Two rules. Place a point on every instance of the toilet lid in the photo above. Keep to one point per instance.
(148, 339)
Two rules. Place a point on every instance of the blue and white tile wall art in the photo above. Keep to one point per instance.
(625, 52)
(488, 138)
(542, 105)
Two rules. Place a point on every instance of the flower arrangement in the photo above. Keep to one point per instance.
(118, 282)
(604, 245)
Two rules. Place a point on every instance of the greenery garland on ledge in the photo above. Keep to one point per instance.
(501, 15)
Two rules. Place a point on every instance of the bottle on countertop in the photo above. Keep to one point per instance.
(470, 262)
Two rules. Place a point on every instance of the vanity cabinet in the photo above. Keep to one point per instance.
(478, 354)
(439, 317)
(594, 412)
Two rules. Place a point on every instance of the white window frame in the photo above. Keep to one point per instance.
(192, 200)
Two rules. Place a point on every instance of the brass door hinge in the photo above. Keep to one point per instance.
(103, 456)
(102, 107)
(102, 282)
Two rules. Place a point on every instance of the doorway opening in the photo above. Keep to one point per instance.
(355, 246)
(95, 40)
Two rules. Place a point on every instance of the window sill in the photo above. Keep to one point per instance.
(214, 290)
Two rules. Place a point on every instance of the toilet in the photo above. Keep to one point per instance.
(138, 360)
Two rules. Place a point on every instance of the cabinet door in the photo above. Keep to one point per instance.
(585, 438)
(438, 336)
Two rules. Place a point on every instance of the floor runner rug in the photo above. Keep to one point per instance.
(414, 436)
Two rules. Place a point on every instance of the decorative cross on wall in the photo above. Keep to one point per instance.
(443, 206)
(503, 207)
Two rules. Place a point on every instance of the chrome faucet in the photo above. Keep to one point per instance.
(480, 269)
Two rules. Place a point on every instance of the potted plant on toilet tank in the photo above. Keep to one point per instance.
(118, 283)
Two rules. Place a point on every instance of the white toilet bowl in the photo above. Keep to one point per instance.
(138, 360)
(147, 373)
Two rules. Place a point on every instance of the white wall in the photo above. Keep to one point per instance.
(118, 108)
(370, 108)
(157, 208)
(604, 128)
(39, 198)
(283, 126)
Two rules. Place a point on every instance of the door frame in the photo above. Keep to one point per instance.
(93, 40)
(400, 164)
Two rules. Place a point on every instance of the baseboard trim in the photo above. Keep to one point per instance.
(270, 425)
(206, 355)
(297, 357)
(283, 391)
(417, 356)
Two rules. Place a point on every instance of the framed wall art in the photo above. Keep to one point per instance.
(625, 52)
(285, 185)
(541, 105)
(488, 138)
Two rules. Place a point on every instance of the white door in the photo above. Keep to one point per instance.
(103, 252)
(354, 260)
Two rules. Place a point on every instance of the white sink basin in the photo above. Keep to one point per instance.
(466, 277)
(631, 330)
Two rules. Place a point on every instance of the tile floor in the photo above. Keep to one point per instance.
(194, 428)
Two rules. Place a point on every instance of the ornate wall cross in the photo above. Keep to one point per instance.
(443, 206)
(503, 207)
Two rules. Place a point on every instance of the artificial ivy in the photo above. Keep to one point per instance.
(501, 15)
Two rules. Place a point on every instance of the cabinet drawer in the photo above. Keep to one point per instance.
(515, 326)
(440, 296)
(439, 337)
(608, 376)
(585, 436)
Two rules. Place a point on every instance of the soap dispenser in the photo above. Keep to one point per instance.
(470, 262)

|---|

● **What to produce**: Go through the records and repeat each one exactly as written.

● **Exercise solution**:
Two rules. Place a point on every instance of the toilet lid in the photo above. Keep to one point per instance.
(148, 339)
Two rules. Place a point on every instance of the blue and white tile wall art in the photo above. Keep to one point per instance.
(625, 52)
(488, 138)
(542, 105)
Two rules. Place a point on every instance of the flower arrangement in the photo above. Keep to one point per instance.
(118, 282)
(604, 245)
Two rules. Place a point on every instance of the greenery garland on ledge in the photo above. Keep to one point per instance.
(501, 15)
Two rules. Place a point on every instance of the bottle on countertop in the photo above. Keep to one point per instance.
(470, 262)
Two rules. Place a point on every instance of the vanity cabinet in the photo above. Keep to one point per instance.
(478, 354)
(439, 317)
(594, 412)
Two rules. Place a point on every instance of the white window frame in the photo above. Keep to one point per instance.
(192, 200)
Two rules. Place a point on every instance of the brass door hinge in the photo above. Keep to one point per instance.
(103, 456)
(102, 107)
(102, 282)
Two rules. Place a point on every instance of the doorway opening in the photo above. Keep to one point per instance.
(355, 246)
(95, 40)
Two rules. Place a point on every instance of the window sill in the photo above. Keep to one point per instance.
(214, 290)
Two rules. Place a point on every instance of the toilet in the photo above. Keep to one point per instance.
(138, 360)
Two rules. Place a point on every instance of the cabinet door in the photo above. Keep to one point per instance.
(585, 438)
(438, 336)
Two rules. Place a point on every instance of the floor runner rug in the photo above. Keep to one point per instance.
(414, 436)
Two rules. Place a point on every instance of the decorative cross on wall in the photo above. Keep to one point per instance.
(443, 206)
(503, 207)
Two rules. Place a point on every instance of the chrome faucet in the photo above. Keep to one point per instance.
(480, 269)
Two rules. Place a point on every instance of the potted plant on toilet tank in the photo above. Keep to one point per instance.
(118, 283)
Two rules. Place a point on every instance of the white toilet bowl in the photo above. Keep to one point per instance.
(138, 360)
(147, 373)
Two rules. Place a point on every instance of the white wall in the photo above. Keep to one point per instance.
(118, 108)
(370, 108)
(157, 208)
(604, 128)
(39, 198)
(283, 126)
Two rules. Place a point on every instance of the door frame in the photo above. Keep to one point per instance.
(93, 40)
(400, 164)
Two rules. Place a point on every instance of the baseboard trim in the photo above. Keep to one point per instance.
(270, 425)
(206, 355)
(297, 357)
(283, 391)
(417, 356)
Two rules. Place a point on every instance of the framed wall art in the photo above. Keep to one point per instance.
(625, 52)
(285, 185)
(541, 105)
(488, 138)
Two rules. Place a point on every instance of the white door in the photo above. Keep to one point per instance.
(103, 252)
(354, 260)
Two rules. Place a point on every instance of the white sink basin in the photo above. Keep to one point per instance.
(466, 277)
(631, 330)
Two rules. Place a point on every instance of the tile floor in the photo above. Keep to one point per instance.
(194, 428)
Two rules. Place a point on every instance of the ornate wall cross in the photo above. Keep to one point per instance.
(443, 206)
(503, 207)
Two rules. Place a point on every instance of the artificial ivy in the photo above. Keep to one point per instance.
(501, 15)
Two rules. Place a point on every instance of the cabinet drawer in the photo above. Keep to one point per instance.
(515, 326)
(440, 296)
(439, 337)
(608, 376)
(585, 436)
Two rules. Place a point on every instance of the soap dispenser in the photo above. Keep to one point per instance.
(470, 262)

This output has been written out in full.